### To be done:
Print each line of the listing once more, precisely as given.

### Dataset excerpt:
--- --- ---

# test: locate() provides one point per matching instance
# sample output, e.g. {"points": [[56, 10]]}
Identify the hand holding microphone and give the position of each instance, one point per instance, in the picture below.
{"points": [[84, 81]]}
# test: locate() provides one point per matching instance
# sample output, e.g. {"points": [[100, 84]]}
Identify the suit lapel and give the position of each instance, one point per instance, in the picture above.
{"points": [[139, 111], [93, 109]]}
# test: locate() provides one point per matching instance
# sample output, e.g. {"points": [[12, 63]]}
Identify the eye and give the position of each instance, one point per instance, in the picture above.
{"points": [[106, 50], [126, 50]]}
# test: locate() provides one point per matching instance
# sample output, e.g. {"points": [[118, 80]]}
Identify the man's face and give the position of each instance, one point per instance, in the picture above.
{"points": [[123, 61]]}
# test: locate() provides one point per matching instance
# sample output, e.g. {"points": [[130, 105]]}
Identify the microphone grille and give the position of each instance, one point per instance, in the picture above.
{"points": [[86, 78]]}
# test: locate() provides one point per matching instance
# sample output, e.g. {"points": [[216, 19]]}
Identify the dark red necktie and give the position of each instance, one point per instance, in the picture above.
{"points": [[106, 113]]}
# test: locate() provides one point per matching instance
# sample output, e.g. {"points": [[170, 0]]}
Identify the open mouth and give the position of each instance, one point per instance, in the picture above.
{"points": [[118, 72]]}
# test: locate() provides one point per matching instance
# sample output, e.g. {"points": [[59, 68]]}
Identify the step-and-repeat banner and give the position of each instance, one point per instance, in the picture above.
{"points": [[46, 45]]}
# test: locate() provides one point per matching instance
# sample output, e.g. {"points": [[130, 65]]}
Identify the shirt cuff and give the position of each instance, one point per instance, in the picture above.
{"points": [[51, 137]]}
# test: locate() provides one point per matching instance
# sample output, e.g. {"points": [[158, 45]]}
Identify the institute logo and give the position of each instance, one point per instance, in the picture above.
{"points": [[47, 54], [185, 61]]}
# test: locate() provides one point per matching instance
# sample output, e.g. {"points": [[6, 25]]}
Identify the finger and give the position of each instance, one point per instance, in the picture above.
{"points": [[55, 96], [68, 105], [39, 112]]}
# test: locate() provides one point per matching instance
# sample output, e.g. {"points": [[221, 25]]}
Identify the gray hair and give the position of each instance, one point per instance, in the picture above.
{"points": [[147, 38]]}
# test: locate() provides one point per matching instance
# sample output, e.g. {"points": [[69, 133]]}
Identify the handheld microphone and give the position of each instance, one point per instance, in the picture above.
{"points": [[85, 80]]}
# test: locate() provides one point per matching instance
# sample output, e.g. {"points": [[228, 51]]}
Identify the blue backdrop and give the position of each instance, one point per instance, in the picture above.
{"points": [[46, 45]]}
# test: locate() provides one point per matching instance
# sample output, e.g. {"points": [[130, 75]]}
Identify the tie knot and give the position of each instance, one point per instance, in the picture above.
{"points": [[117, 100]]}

--- --- ---

### Exercise solution:
# test: locate() provides one point per matching instance
# sample output, e.g. {"points": [[56, 10]]}
Identify the hand holding microphone and give the position of each instance, one point per instance, in the picture below.
{"points": [[84, 81]]}
# test: locate() provides one point per matching instance
# sample output, e.g. {"points": [[100, 84]]}
Identify the suit lapel and give the position of each instance, one point per instance, in the picture above.
{"points": [[139, 111], [93, 109]]}
# test: locate() provides one point per matching instance
# sample output, e.g. {"points": [[12, 63]]}
Identify the eye and give the position of each instance, one point per instance, in the picture above.
{"points": [[106, 50], [126, 50]]}
# test: locate() provides one point per matching instance
# sample output, e.g. {"points": [[118, 80]]}
Identify the man's face and give the position of each instance, one point per instance, in the picture above.
{"points": [[123, 61]]}
# test: locate() provides one point per matching instance
# sample output, e.g. {"points": [[130, 105]]}
Identify the microphone grille and give the position of each instance, one point per instance, in the picture above.
{"points": [[86, 78]]}
# test: locate() provides one point per matching instance
# sample output, e.g. {"points": [[216, 19]]}
Identify the dark red necktie and give the position of each instance, one point per instance, in the picture above.
{"points": [[106, 113]]}
# test: locate() provides one point per matching instance
# sample output, e.g. {"points": [[170, 0]]}
Identify the open mouth and give the position of each instance, one point per instance, in the picture above.
{"points": [[118, 72]]}
# test: locate() provides one point per matching instance
# sample output, e.g. {"points": [[59, 68]]}
Identify the step-and-repeat banner and give the position of each instance, one point per instance, in the picture above.
{"points": [[46, 45]]}
# test: locate() provides one point per matching instance
# sample output, e.g. {"points": [[130, 65]]}
Identify the shirt cuff and give the position of each instance, one point per instance, in the picture above.
{"points": [[51, 137]]}
# test: locate() provides one point per matching instance
# sample output, e.g. {"points": [[158, 45]]}
Identify the institute logo and give the position of each instance, one point per instance, in the picture above.
{"points": [[47, 54], [185, 61]]}
# test: locate() provides one point per matching instance
# sample output, e.g. {"points": [[6, 25]]}
Identify the finger and give the position of each instance, one point per instance, in the picture above.
{"points": [[55, 96], [68, 105], [39, 112]]}
# test: locate() provides one point per matching instance
# sample output, e.g. {"points": [[221, 25]]}
Identify the gray hair and give the position of each instance, one point per instance, in the picture above.
{"points": [[147, 38]]}
# test: locate() provides one point per matching instance
# sample output, e.g. {"points": [[69, 133]]}
Identify the handheld microphone and give the position of each instance, one point per instance, in the picture above.
{"points": [[85, 80]]}
# test: locate() provides one point per matching instance
# sample output, e.g. {"points": [[228, 51]]}
Identify the blue backdrop and give the position of each instance, one point per instance, in the picture above.
{"points": [[46, 45]]}
# test: locate() provides one point per matching instance
# sample output, e.g. {"points": [[130, 75]]}
Identify the tie knot and give the position of each instance, one point per instance, in the picture above.
{"points": [[117, 100]]}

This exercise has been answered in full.